### Problem statement
Omit the pictures and return every entry exactly as written.
########################################
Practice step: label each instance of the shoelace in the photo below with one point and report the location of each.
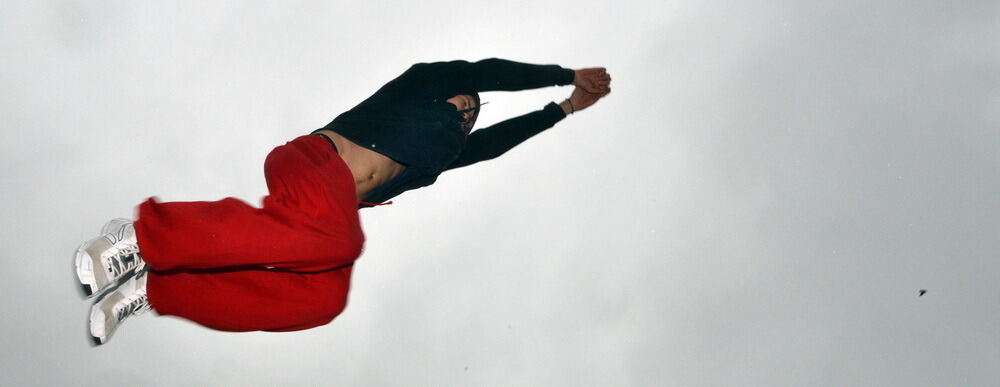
(123, 260)
(135, 304)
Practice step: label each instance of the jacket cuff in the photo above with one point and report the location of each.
(554, 112)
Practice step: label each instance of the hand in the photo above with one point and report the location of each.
(593, 80)
(580, 99)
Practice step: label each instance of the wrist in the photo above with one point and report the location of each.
(567, 107)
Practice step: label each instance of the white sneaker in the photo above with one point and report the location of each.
(114, 308)
(103, 262)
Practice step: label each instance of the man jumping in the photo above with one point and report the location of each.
(287, 265)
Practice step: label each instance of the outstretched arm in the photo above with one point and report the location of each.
(491, 142)
(446, 79)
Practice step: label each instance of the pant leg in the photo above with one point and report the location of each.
(251, 300)
(308, 222)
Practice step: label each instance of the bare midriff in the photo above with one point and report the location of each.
(369, 168)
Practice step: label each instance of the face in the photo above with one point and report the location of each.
(466, 102)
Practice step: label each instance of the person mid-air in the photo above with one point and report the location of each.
(287, 265)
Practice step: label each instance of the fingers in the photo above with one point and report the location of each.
(593, 80)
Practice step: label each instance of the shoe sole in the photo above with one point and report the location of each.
(99, 322)
(84, 266)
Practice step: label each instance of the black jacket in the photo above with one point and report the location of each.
(410, 121)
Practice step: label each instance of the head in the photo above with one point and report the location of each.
(468, 106)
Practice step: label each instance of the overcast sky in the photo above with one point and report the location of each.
(757, 202)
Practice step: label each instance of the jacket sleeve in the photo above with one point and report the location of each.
(446, 79)
(491, 142)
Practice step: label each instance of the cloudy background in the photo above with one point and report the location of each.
(756, 203)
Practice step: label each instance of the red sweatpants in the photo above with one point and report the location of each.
(284, 267)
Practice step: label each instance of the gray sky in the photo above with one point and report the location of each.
(756, 203)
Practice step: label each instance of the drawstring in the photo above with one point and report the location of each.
(377, 204)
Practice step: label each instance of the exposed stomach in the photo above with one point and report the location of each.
(369, 168)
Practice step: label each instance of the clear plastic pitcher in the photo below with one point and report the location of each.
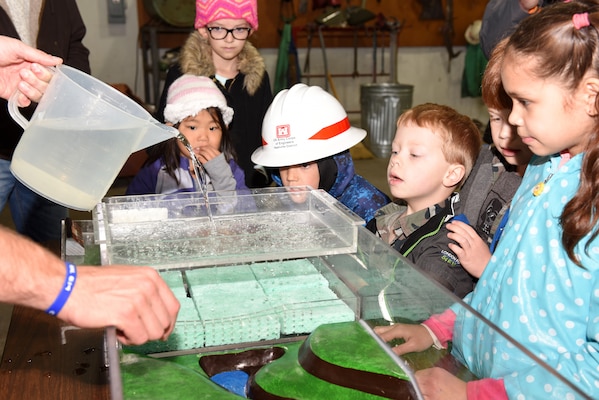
(79, 138)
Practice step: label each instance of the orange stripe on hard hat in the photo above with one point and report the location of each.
(332, 130)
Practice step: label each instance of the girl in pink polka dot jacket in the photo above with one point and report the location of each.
(541, 285)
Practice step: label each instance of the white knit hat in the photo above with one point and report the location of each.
(190, 94)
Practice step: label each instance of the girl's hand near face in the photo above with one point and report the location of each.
(207, 153)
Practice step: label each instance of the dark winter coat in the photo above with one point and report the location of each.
(249, 94)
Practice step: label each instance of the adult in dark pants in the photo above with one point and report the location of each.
(56, 27)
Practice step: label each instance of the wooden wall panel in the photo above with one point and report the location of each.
(414, 31)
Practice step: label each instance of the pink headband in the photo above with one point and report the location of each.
(580, 20)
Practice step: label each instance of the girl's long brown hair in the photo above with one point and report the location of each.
(564, 52)
(170, 153)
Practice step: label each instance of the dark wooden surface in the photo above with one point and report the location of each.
(46, 359)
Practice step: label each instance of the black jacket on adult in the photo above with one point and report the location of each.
(61, 33)
(248, 94)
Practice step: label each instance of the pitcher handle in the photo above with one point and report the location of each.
(13, 105)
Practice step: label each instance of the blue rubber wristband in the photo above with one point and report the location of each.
(65, 292)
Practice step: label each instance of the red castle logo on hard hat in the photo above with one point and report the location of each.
(283, 131)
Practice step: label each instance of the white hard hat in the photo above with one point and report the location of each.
(304, 124)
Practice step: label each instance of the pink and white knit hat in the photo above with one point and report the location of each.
(211, 10)
(190, 94)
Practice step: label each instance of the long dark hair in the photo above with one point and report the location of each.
(170, 153)
(564, 52)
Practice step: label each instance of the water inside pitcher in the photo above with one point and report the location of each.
(79, 137)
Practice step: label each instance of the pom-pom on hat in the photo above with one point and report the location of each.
(190, 94)
(211, 10)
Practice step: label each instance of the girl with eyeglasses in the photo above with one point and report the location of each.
(219, 48)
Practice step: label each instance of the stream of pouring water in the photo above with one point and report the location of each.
(200, 175)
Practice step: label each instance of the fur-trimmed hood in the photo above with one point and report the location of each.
(196, 59)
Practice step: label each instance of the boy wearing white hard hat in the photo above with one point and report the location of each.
(306, 135)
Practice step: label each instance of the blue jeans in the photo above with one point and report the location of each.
(33, 215)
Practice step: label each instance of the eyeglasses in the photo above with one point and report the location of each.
(219, 33)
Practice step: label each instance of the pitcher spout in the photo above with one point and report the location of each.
(156, 133)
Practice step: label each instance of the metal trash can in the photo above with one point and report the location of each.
(381, 104)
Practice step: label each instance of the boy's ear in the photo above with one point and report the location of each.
(591, 90)
(454, 175)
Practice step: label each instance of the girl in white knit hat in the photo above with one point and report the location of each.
(198, 109)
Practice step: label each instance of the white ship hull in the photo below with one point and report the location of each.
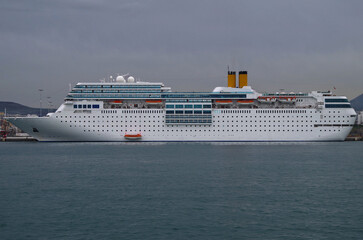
(227, 125)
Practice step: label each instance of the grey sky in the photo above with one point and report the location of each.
(294, 45)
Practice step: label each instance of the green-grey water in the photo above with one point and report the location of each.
(181, 191)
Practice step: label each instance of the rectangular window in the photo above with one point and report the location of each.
(336, 100)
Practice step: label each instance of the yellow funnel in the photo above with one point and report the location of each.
(242, 79)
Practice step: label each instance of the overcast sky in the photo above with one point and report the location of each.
(283, 44)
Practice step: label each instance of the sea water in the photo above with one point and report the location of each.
(181, 190)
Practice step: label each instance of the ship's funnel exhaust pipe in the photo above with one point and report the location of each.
(242, 79)
(231, 79)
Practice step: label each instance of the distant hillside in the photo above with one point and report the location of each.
(357, 103)
(16, 108)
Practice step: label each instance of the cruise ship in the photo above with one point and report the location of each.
(126, 110)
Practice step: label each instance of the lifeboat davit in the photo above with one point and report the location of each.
(287, 99)
(131, 136)
(224, 101)
(247, 101)
(266, 99)
(153, 101)
(116, 101)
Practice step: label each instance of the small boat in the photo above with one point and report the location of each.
(248, 101)
(265, 99)
(224, 101)
(131, 136)
(287, 99)
(153, 101)
(116, 102)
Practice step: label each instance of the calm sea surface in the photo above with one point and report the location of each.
(181, 191)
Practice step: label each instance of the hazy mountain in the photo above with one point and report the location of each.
(357, 103)
(16, 108)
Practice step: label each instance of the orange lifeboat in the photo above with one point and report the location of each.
(153, 101)
(287, 99)
(223, 101)
(247, 101)
(267, 99)
(131, 136)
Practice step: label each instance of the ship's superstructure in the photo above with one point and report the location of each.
(129, 110)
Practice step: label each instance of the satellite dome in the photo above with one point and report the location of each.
(120, 79)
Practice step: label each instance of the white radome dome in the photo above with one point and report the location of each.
(120, 79)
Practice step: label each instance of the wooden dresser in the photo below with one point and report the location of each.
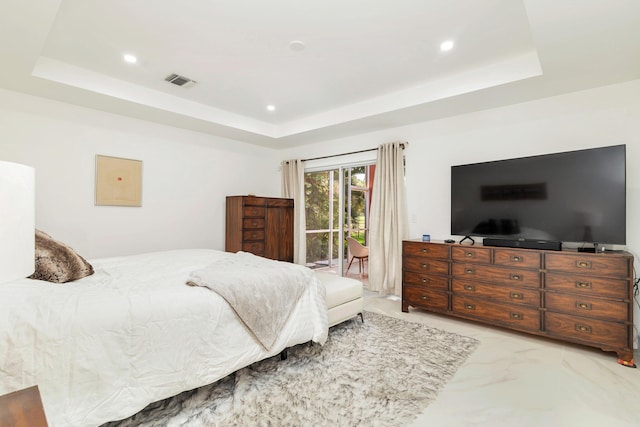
(260, 225)
(583, 298)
########################################
### Result for this exercise
Practice step: label each instance of the shoelace in the photo below with one point and report the location of each.
(123, 260)
(135, 304)
Practice step: label each instance of the jacket cuff in the photo above with one point and report the location of each.
(554, 112)
Practice step: label each instance of the hand in the photo above with one point and report the location of each.
(593, 80)
(580, 99)
Practice step: label each instance of the wrist in the photo above with one point and report the location of each.
(567, 107)
Practice step: label each instance of the white sneaker in the photo above with one point and report the location of each.
(114, 308)
(103, 262)
Practice step: label each instance of the man jumping in the photo above with one point and report the location of each.
(287, 265)
Practice step: label each instance of the outstretched arm in the photo above with one point and report the location of each.
(491, 142)
(446, 79)
Practice step: label each instance of the pant leg in the photo above with one point and report the location of each.
(251, 300)
(308, 222)
Practice step: label each instance of the bare midriff in the photo above with one point and report the location of each.
(369, 168)
Practice step: label each instance of the face in the photo above with one point and report the location of each.
(466, 102)
Practice step: label each instance of the person mid-air in the photo above with one point and report the location of each.
(287, 265)
Practice step: label each instance of the fingers in the photo above with one point and report the location of each.
(593, 80)
Practice step: label each instance of the shoe sole in the photo above with one point and report the location of each.
(99, 322)
(84, 266)
Practice step: label each instance of the black jacket in the photo above with one point and report the location of each.
(410, 121)
Practice step: label each instance of the head in the photo above with one point and report the location of each.
(468, 106)
Practice step: label each instance of the overcast sky in the photo above with one point and report the location of each.
(757, 202)
Practice step: label each instance of the jacket sleeve in the photo above with one point and report the location of each.
(446, 79)
(491, 142)
Practice step: label each instance of the cloudy background in the photo above with one point and report the location of each.
(756, 203)
Practice step: label each instance of the red sweatpants in the photo above with one point and report the location of each.
(284, 267)
Practice step: label each instance of the gray sky in the photo above with one point and report the location of each.
(756, 203)
Practice step: label each instance of the drawstring in the photo above with one point and report the location of each.
(377, 204)
Practice step: label each instance of the exposed stomach in the photo above with one point and report the location of each.
(369, 168)
Practice step: label each instance of the clear plastic pitcher in the photo below with one point and report the location of each.
(79, 138)
Practice step: label each instance of the orange stripe on hard hat in the photo above with one point and report the location of each.
(332, 130)
Practice step: label each instance of the girl in pink polka dot jacket in the photo above with one point and report the location of each.
(541, 285)
Practice step: label each instance of the white knit hat in the photo above with one point and report the location of each.
(190, 94)
Practice step: label each instance of the girl's hand near face in the photo above with one point and report the location of each.
(207, 153)
Practice step: label each instance of the dark winter coat in the photo above with one point and report the location of each.
(249, 94)
Practice step: label each instance of the adult in dark pants in the photo above with one point and report the location of each.
(56, 27)
Practice step: label each instance of the wooden wall panel in the photo above with one point and report the location of each.
(414, 31)
Practice step: label each instance of the pink headband in the photo above with one point and report the location of each.
(580, 20)
Practice step: label each instance of the girl's long brown hair in the photo above with one point and report the location of each.
(564, 52)
(170, 153)
Practice step: label each instance of the dark wooden surface in the photo above with one point and report the location of each.
(46, 359)
Practice step: label each instance of the black jacket on adult in the photo above with one point and report the location of each.
(61, 33)
(248, 94)
Practice step: label each instance of the pitcher handle in the photo above with one point and report the location of each.
(13, 105)
Practice step: label each instance of the blue rubber wristband in the photo above with one point and report the location of each.
(65, 292)
Practice step: label each instance of the red castle logo on hard hat in the photo above with one point and report the location of each.
(283, 131)
Practice step: label each instance of the white hard hat in the photo above with one point and report the location of each.
(304, 124)
Practice step: label each instance of the pink and white knit hat in the photo above with one point and report the location of each.
(211, 10)
(190, 94)
Practice step: label each instance of the long dark hair in the photo above with one point and report the location of each.
(170, 153)
(564, 52)
Practice step: label each instance of the water inside pitcher in the photo above with one point and report the location of each.
(79, 137)
Practice step: label each instance of the pom-pom on hat in the photo above with one point and report the location of each.
(190, 94)
(211, 10)
Practice step: label each instance of the girl with eyeglasses in the photo above with one point and report the location of each.
(219, 48)
Practice step: label each instance of the stream of pouring water in the photo above with one point and report the location of each.
(200, 175)
Practice step: label each instance of the fur-trimmed hood in the photo above with one point and report the location of each.
(196, 59)
Practice step: label each instance of the boy wearing white hard hat in the photo above with one point and report the location of each.
(306, 135)
Practice step: label each instance of the blue jeans in the photo above with one point and report the location of each.
(33, 215)
Practice step: label each instance of the eyeglasses in the photo above with one point and report the location of each.
(219, 33)
Practice step: label each instance of the pitcher spout in the photo above with one point and report the location of each.
(156, 133)
Practice step: label each instance of the metal trash can in the photo above with one point and report the location of each.
(381, 104)
Practice step: label each instance of the boy's ear in the photo above with one point and report the location of each.
(591, 90)
(454, 175)
Practice step: label each instance of the girl in white knit hat in the photo above with one point and report the location of each.
(198, 109)
Practice step: label each instance of the white ship hull in the photo below with one point and report the location of each.
(227, 125)
Practice step: label each instance of the grey sky in the photo above with one point and report the location of each.
(294, 45)
Practice step: label each instance of the green-grey water in the photo above with one point and report the location of each.
(181, 191)
Practice step: label each instance of the rectangular window in the photo above with one point and report the location of each.
(336, 100)
Practice step: label each instance of the yellow funnel in the photo above with one point and report the location of each.
(242, 79)
Practice step: label each instance of the overcast sky in the photo above with one point and report the location of each.
(283, 44)
Practice step: label each instance of the sea water in the photo above with one point and report the location of each.
(181, 190)
Practice step: label each instance of the ship's funnel exhaust pipe in the photo above with one point and report the location of each.
(242, 79)
(231, 79)
Practice step: label each instance of the distant hillside in the photo above with one point and report the location of each.
(357, 103)
(16, 108)
Practice step: label each instance of the cruise ship in the photo above with one point and report the location of each.
(126, 110)
Practice step: label each instance of the lifeboat davit in the photo above with one point and report the location of each.
(287, 99)
(131, 136)
(224, 101)
(247, 101)
(266, 99)
(153, 101)
(116, 101)
Practice step: label each instance of the small boat in the photo above with one point and report the location of each.
(248, 101)
(265, 99)
(224, 101)
(131, 136)
(287, 99)
(153, 101)
(116, 102)
Practice step: label each instance of the calm sea surface in the photo above with one point and report the location of each.
(181, 191)
Practice step: label each instance of the hazy mountain in the photo above with one point and report the location of each.
(357, 103)
(16, 108)
Practice step: label each instance of the orange lifeboat in the photo above with one point and report the location of each.
(153, 101)
(287, 99)
(223, 101)
(247, 101)
(267, 99)
(131, 136)
Practice step: label each instance of the ship's superstructure in the photo above with one point and report the location of each.
(129, 110)
Practice step: label each instance of the satellite dome in the photo above with one point and report the location of each.
(120, 79)
Practice step: label each instance of the white radome dome in the photo above with one point and report the location of each.
(120, 79)
Practice step: label each instance of the wooden dresser in the photo below with one point and report the location of each.
(260, 225)
(583, 298)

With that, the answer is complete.